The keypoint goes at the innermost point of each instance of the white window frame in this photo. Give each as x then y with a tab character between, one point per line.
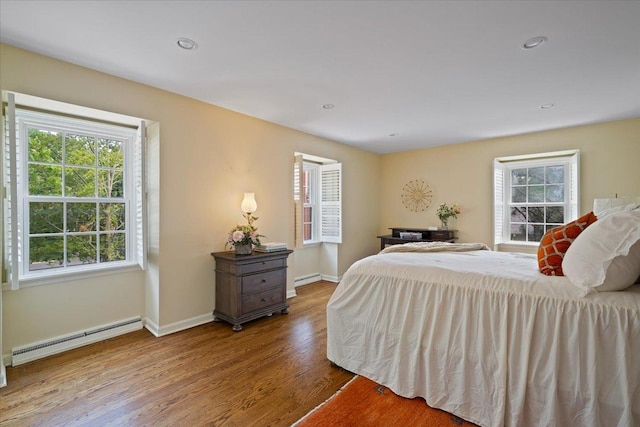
16	212
312	170
328	197
502	167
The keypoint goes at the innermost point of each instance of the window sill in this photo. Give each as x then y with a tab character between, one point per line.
67	276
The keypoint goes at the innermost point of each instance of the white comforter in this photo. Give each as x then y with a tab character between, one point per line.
485	336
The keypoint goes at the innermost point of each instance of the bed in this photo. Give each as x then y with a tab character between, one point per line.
484	335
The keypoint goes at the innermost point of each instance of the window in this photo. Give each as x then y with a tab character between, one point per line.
534	194
75	204
317	195
310	202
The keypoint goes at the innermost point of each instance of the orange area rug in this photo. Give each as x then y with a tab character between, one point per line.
362	402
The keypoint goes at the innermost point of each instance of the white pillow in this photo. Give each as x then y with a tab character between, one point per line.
615	209
606	255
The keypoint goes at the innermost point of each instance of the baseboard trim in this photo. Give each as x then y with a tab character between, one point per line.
3	375
56	345
334	279
305	280
160	331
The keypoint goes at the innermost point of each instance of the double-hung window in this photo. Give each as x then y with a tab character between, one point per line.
317	195
310	209
533	194
75	199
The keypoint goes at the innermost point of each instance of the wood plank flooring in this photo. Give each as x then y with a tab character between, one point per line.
270	374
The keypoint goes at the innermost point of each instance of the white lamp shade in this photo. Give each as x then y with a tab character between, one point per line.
249	204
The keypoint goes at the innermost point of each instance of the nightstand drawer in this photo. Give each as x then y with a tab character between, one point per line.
261	266
260	282
262	299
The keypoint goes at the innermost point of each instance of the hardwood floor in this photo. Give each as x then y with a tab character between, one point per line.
270	374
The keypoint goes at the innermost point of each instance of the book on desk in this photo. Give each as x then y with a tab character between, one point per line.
400	235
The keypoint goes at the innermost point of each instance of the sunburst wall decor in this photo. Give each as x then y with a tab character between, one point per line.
416	195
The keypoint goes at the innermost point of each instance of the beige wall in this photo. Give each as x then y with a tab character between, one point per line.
463	173
205	159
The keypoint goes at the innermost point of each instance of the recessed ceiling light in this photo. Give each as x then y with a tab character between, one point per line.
534	42
187	44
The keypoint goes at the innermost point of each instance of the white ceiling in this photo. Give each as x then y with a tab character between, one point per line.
430	73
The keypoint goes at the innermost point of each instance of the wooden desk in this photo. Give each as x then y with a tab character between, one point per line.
427	236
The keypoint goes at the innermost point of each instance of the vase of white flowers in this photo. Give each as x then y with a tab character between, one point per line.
445	212
242	238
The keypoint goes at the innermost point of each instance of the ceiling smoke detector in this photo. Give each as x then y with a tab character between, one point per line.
187	44
534	42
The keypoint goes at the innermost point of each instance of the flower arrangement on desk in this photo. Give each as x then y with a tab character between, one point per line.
243	235
445	212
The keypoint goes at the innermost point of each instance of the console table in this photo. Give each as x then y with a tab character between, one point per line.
427	236
250	286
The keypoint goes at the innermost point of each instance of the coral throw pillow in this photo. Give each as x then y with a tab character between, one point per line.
555	242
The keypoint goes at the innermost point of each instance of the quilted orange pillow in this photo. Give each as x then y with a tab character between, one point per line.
555	242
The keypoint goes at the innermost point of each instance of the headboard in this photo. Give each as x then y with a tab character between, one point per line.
601	204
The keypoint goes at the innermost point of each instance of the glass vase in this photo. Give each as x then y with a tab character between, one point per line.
243	249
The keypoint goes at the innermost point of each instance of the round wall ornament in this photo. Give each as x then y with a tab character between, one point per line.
416	195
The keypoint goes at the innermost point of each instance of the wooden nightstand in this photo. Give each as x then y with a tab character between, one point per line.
250	286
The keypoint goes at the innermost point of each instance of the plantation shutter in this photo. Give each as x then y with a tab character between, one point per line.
297	200
331	203
574	176
141	195
498	202
11	214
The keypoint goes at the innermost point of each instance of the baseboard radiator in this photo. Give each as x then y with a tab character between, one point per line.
57	345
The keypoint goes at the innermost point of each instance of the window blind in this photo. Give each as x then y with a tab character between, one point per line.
331	203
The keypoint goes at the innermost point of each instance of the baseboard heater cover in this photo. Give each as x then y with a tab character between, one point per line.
57	345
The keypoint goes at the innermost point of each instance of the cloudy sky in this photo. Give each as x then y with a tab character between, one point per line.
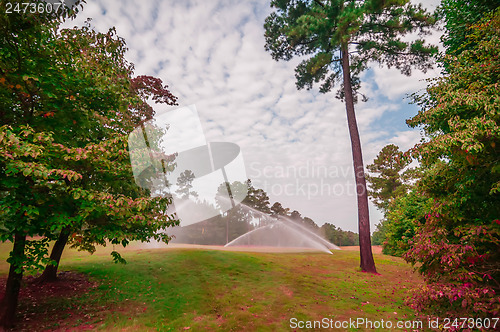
295	144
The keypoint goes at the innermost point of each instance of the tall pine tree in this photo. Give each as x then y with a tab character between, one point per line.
340	38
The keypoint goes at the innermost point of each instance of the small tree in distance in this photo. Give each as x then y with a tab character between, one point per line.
341	38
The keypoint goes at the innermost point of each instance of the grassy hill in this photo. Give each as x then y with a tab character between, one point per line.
195	289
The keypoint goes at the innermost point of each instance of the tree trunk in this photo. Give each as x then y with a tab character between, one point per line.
9	303
365	247
50	272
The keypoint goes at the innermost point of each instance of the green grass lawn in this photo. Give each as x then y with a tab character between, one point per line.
193	289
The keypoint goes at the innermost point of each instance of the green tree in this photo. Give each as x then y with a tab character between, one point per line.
457	247
459	17
342	37
387	184
405	215
388	181
278	210
259	200
74	82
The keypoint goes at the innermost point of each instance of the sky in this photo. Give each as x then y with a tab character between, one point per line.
295	144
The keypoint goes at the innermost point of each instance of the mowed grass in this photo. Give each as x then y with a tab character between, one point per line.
193	289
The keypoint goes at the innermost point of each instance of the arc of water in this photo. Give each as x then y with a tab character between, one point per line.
311	233
316	244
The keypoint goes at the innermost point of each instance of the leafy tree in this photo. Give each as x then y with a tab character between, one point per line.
338	236
185	183
342	37
74	82
278	210
387	184
405	215
457	247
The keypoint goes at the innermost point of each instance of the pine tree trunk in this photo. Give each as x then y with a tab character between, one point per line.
365	248
9	302
50	272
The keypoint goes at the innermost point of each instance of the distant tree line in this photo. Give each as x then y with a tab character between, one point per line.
445	218
241	219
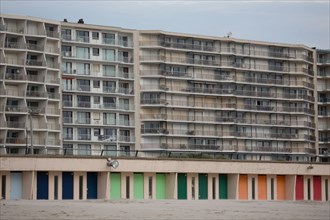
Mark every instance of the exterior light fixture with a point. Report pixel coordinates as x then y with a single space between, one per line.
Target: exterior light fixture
112 163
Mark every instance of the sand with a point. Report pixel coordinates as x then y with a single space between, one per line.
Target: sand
163 209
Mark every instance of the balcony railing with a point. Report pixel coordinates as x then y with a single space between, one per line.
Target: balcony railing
35 63
15 108
34 47
36 94
12 76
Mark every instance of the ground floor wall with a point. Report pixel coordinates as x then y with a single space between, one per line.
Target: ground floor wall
150 179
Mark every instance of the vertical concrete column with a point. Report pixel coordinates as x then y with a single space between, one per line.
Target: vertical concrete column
123 185
290 187
172 186
146 185
51 185
103 185
76 188
269 187
233 186
250 186
5 185
211 188
29 187
325 188
308 188
190 194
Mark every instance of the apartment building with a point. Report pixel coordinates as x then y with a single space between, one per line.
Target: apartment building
97 89
125 90
30 93
323 91
244 99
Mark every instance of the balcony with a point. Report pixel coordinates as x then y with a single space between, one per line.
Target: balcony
84 104
52 34
12 76
14 45
15 108
109 89
35 78
15 140
85 88
36 94
86 137
35 63
83 121
126 138
15 124
34 47
67 120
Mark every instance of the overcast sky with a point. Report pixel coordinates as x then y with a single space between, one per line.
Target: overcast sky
284 21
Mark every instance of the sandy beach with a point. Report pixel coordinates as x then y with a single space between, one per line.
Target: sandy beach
163 209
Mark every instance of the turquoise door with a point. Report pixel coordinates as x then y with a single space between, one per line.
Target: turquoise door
223 186
115 186
16 183
160 186
182 186
138 186
202 186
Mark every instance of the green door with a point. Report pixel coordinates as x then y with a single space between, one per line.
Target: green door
182 186
138 186
223 186
160 186
202 186
115 186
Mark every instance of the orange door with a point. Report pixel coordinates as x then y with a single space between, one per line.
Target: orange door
262 187
242 187
280 187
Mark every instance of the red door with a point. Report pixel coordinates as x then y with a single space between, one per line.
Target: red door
300 188
317 188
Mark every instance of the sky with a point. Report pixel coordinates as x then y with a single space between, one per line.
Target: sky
284 21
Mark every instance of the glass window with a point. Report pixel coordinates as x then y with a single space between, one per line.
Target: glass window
83 117
95 35
96 51
96 83
109 118
84 134
84 149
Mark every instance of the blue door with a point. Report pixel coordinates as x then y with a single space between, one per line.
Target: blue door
16 185
67 185
42 185
91 185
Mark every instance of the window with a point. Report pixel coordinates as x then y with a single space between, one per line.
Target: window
67 133
67 117
84 149
83 85
84 134
95 35
109 118
82 52
68 149
96 51
97 132
83 68
83 117
109 70
96 83
109 102
108 55
82 36
96 99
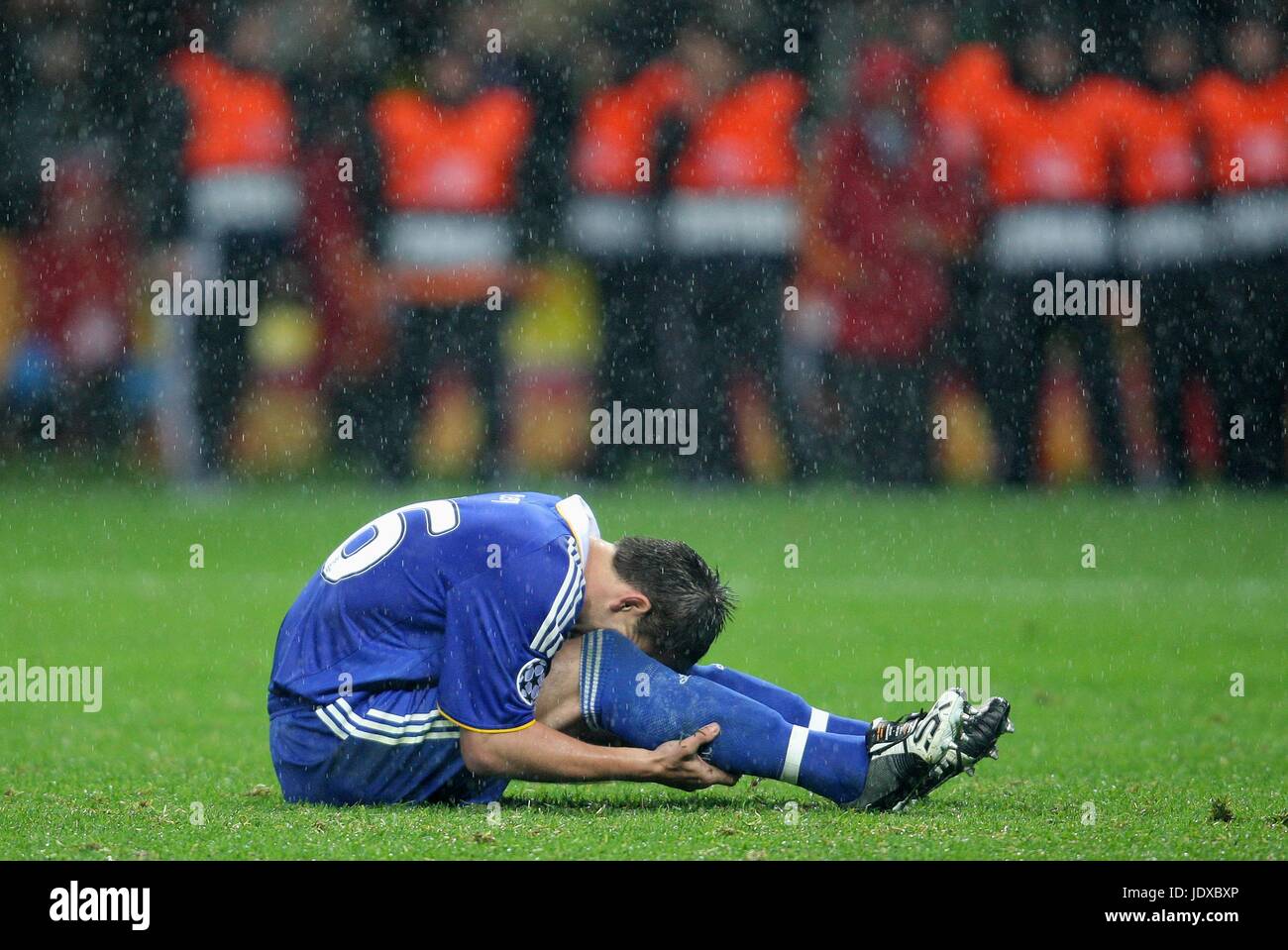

• **WHAT TO WORK ON**
Copy out the lines above, from the line that contains "Mark every instance of the orange" through the last line, with both ends included. Leave out any pictures.

• **COMPLETED EXERCISE**
Mark every instance of the orange door with a point. Report pixel coordinates as x then y with a single space between, one per line.
Target: orange door
262 187
242 187
280 187
Mark every instance of the red door with a point. Report pixel coordinates as x then y with a single space between, one per line.
Target: red door
300 188
317 188
Mark every instance of the sky with a point. Report pixel coordinates as x then y with a single space between, one per line.
Target: sky
284 21
Mark every instance of the glass window with a point. Report pixel coordinates as x then y with a single space between, one per line.
Target: glass window
83 117
95 35
96 51
96 83
109 118
84 134
84 149
Mark every instance of the blue door with a point. Report pixel coordinates as x then y with a single space between, one per line.
Target: blue door
16 185
67 185
42 185
91 185
Mark every instance of the window with a point. Report pixel coordinates as x then y with a single space between, one per line.
Target: window
67 133
67 117
84 149
83 85
84 134
95 35
109 118
82 52
68 149
96 51
97 132
83 68
83 117
109 70
96 83
109 102
108 55
82 36
96 99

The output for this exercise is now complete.